**EXERCISE PROMPT:**
List every line of the records below that contains the word "navy".

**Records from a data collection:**
((
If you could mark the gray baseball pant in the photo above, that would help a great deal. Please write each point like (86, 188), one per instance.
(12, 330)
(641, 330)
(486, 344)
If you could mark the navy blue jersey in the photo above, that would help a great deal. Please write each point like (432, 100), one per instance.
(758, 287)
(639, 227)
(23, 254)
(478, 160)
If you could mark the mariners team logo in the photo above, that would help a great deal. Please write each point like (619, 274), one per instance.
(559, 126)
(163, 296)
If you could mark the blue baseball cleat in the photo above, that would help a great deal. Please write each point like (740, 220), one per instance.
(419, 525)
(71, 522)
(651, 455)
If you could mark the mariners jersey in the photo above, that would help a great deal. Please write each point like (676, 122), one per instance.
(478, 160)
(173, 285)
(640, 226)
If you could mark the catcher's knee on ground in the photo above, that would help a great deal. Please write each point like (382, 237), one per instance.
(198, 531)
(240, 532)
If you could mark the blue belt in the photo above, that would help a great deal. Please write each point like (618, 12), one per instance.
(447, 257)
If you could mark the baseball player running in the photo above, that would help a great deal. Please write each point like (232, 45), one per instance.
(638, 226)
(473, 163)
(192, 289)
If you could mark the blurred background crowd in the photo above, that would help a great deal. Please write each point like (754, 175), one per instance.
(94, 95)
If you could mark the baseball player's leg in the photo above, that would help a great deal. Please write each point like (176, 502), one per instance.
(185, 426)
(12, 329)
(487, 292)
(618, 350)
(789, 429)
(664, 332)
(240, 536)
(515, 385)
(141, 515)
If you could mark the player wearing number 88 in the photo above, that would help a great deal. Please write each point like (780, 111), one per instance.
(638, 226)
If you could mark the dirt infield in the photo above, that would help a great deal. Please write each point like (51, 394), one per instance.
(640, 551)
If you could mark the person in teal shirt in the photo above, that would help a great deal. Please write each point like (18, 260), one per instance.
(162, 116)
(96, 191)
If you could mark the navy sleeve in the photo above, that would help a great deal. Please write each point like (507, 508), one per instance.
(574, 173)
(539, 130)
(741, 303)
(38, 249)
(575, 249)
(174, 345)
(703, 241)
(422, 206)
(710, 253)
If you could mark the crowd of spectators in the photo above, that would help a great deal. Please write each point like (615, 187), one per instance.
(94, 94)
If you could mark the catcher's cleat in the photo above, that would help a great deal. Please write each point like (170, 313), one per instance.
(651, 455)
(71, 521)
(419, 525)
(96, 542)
))
((
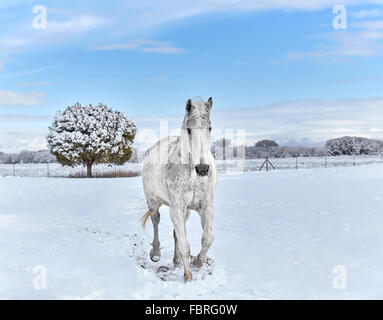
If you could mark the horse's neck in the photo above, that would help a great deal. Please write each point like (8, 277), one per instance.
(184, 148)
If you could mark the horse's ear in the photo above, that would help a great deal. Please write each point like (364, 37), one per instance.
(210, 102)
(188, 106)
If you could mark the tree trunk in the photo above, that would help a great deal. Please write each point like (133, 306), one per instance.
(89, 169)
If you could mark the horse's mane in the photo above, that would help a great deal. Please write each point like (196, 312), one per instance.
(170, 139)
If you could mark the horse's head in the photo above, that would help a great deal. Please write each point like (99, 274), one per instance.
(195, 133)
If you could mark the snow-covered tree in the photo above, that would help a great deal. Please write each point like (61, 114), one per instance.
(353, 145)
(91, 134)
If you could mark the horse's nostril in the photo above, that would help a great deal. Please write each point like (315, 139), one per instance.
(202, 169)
))
**FULL OUTPUT:**
If you could mark the navy blue jersey in the photo above, that would help a great deal. Please write each point like (432, 100), one per instance.
If you could mark the navy sleeve in the photo above, that would help a great deal. Please write each point like (507, 508), one per instance.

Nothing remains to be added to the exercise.